__Trecho__.
Educação climática nas escolas: o futuro começa aqui
“Chegamos a este ponto: as crianças precisam pedir aos adultos que sejam adultos. Que tenham limites e se responsabilizem” – Eliane Brum.
A emergência climática é um tema complexo e desafiador de ser comunicado. As múltiplas faces do tema, desde sua origem pelas diversas formas de emissões de Gases de Efeito Estufa (GEE), aspectos sociais e políticos da responsabilidade histórica das emissões, acordos internacionais pela redução das emissões e as consequências nos territórios devem ser abordadas com assertividade, buscando empoderar mais pessoas para discutir o tema e defender mudanças de paradigma que contribuam para o controle da temperatura global e suas consequências.
Há muito, a questão transborda as discussões na esfera ambiental. Cada vez mais, os debates e estudos sobre racismo ambiental [política, prática ou diretiva que afete de forma diferenciada ou prejudique – intencionalmente ou não – indivíduos, grupos e comunidades com base na raça ou cor]; justiça ambiental [conjunto de princípios e práticas que asseguram que nenhum grupo social suporte uma parcela desproporcional das consequências ambientais negativas] e as intersecções entre gênero e clima têm demonstrado a necessidade de mudar o eixo das discussões e promover diversidade nos espaços de decisão sobre a emergência climática.

__Material__.
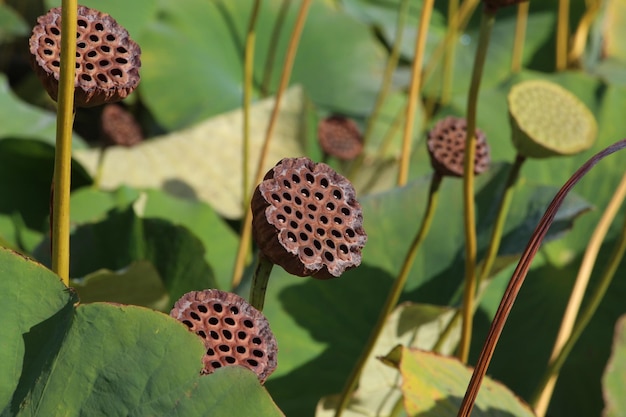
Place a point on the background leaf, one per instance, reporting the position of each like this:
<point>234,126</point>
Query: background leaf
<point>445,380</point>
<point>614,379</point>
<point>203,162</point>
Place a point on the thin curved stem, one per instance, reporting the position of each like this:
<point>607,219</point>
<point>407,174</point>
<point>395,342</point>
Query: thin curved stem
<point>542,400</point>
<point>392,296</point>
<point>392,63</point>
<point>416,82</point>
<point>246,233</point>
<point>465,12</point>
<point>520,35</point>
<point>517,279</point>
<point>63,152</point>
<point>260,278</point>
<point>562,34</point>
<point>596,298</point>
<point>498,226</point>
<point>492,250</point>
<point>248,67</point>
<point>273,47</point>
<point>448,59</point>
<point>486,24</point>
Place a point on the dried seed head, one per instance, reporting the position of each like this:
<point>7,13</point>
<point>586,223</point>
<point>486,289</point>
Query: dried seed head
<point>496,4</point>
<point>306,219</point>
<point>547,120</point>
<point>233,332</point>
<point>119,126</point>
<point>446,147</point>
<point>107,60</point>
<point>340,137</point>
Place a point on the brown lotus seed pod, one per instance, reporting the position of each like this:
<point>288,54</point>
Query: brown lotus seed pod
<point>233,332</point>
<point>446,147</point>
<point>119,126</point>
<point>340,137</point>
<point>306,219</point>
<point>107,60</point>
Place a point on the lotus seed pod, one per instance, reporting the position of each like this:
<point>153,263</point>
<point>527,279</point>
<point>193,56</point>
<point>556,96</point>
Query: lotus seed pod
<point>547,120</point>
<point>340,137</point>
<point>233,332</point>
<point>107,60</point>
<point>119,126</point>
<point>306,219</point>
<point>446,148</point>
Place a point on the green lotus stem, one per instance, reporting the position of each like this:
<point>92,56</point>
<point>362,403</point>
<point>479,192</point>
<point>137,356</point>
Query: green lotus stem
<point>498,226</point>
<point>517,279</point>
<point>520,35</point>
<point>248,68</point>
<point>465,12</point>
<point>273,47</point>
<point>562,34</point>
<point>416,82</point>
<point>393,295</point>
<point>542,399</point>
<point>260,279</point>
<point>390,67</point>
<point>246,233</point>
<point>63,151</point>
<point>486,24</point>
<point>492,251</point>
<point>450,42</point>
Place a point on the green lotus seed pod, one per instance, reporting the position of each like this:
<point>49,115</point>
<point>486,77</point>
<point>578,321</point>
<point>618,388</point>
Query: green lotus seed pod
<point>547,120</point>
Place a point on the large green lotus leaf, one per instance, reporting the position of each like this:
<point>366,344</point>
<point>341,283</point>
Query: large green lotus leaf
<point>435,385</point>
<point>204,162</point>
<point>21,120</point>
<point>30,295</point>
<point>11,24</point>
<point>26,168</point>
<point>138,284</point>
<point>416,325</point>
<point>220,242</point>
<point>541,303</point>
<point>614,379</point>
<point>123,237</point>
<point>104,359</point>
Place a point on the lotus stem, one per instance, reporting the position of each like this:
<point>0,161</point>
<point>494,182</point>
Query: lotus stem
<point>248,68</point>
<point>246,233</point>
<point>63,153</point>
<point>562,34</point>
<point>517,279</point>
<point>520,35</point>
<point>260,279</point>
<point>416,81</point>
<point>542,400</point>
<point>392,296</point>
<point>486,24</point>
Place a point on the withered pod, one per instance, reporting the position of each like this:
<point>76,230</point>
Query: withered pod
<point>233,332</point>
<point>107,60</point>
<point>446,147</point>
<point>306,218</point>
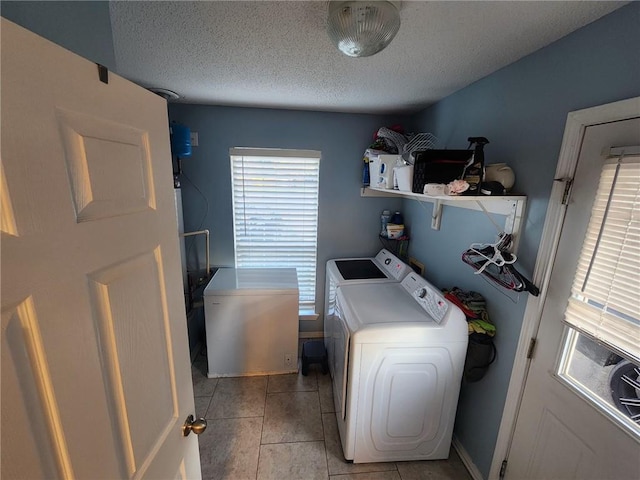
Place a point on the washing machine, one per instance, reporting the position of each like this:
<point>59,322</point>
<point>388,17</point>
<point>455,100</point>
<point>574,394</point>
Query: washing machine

__Requisitos__. Dê seguimento ao texto sobre educação climática nas escolas, começando logo depois da última frase apresentada. As linhas acima foram tiradas de outra fonte.

__Resposta correta__.
Neste cenário, a inclusão da educação climática como componente dos currículos escolares da educação básica é um esforço necessário, não apenas na busca por uma maior participação social na temática. O avanço ocorre também no desenvolvimento de ambientes escolares conectados com o presente e com os territórios, capazes de escutar os estudantes, seus saberes prévios e inquietações sobre como na prática, a mudança no clima afeta a vida cotidiana, e promovendo ambientes onde as pessoas sejam também cidadãos; ativos no enfrentamento das mudanças climáticas.
Se impõe não apenas um tema de relevância incontestável para todos os estudantes, mas o desafio de imaginar uma nova epistemologia, capaz de promover conexões, não apenas entre as disciplinas, mas entre saberes valiosos para imaginar o futuro, como o profundo conhecimento dos povos da floresta para a conservação da biodiversidade e o reconhecimento das contribuições da natureza para as pessoas, imprescindíveis para enfrentar a crise climática.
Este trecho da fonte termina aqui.